§ **WHAT THE TASK ASKS**: Reproduce every one of the records below, line for line and without any change.

____

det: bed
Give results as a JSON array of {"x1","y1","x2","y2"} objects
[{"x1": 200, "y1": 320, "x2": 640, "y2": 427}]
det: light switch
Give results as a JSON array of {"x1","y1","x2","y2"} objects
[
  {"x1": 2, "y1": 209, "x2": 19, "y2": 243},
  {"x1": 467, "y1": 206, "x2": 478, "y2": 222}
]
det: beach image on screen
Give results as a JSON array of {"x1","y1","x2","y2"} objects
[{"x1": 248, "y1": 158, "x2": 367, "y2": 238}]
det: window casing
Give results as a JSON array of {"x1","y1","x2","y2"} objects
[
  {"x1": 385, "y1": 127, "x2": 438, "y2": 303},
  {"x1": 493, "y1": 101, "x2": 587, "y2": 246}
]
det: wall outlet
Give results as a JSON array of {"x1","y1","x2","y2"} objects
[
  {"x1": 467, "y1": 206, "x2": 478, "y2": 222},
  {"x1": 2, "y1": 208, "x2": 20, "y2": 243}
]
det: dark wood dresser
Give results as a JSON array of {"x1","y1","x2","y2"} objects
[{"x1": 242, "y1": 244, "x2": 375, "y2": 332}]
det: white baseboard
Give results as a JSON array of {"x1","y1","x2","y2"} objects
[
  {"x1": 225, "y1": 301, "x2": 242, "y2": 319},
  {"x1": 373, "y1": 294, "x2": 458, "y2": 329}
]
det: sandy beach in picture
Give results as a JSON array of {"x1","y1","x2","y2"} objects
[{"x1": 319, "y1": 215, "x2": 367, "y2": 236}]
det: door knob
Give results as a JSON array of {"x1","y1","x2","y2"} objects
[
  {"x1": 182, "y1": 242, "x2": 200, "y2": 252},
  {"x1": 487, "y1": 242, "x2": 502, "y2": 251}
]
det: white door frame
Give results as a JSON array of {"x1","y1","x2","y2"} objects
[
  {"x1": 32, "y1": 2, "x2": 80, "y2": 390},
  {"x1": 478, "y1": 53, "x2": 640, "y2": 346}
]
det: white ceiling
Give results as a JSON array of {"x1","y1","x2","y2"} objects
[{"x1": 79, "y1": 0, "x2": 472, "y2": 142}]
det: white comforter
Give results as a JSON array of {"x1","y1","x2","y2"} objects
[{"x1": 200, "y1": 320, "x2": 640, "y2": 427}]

____

§ **OUTPUT**:
det: bed
Give results as a JSON array of {"x1","y1","x2","y2"} objects
[{"x1": 200, "y1": 320, "x2": 640, "y2": 427}]
det: light switch
Give results as a JSON array of {"x1","y1","x2","y2"} objects
[
  {"x1": 2, "y1": 209, "x2": 19, "y2": 243},
  {"x1": 467, "y1": 206, "x2": 478, "y2": 222}
]
det: beach image on screen
Give results as a JSON array of {"x1","y1","x2","y2"} objects
[{"x1": 248, "y1": 158, "x2": 367, "y2": 238}]
det: window casing
Give results as a JSON array of {"x1","y1","x2","y2"} objects
[
  {"x1": 385, "y1": 127, "x2": 438, "y2": 303},
  {"x1": 493, "y1": 101, "x2": 587, "y2": 246}
]
det: wall outlet
Give results as a JSON array of {"x1","y1","x2","y2"} objects
[
  {"x1": 467, "y1": 206, "x2": 478, "y2": 222},
  {"x1": 2, "y1": 208, "x2": 20, "y2": 243}
]
det: dark wood dresser
Give results as a JSON array of {"x1","y1","x2","y2"} objects
[{"x1": 242, "y1": 244, "x2": 375, "y2": 332}]
det: white baseboard
Give results as a JSON array of {"x1","y1","x2","y2"} objects
[
  {"x1": 225, "y1": 301, "x2": 242, "y2": 319},
  {"x1": 373, "y1": 294, "x2": 458, "y2": 329}
]
det: sandy beach in picture
Give results as a JSON array of {"x1","y1","x2","y2"} objects
[{"x1": 319, "y1": 215, "x2": 367, "y2": 236}]
det: door knob
Give results as a JSON array of {"x1","y1","x2","y2"} objects
[
  {"x1": 182, "y1": 242, "x2": 200, "y2": 252},
  {"x1": 487, "y1": 242, "x2": 502, "y2": 251}
]
det: white door frame
Give results as a JSON array of {"x1","y1","x2","y2"} objects
[
  {"x1": 32, "y1": 2, "x2": 80, "y2": 390},
  {"x1": 478, "y1": 53, "x2": 640, "y2": 346}
]
det: white ceiling
Give results as a JSON array of {"x1","y1","x2","y2"} objects
[{"x1": 79, "y1": 0, "x2": 472, "y2": 142}]
det: white comforter
Give results as a JSON array of {"x1","y1","x2","y2"} objects
[{"x1": 200, "y1": 320, "x2": 640, "y2": 427}]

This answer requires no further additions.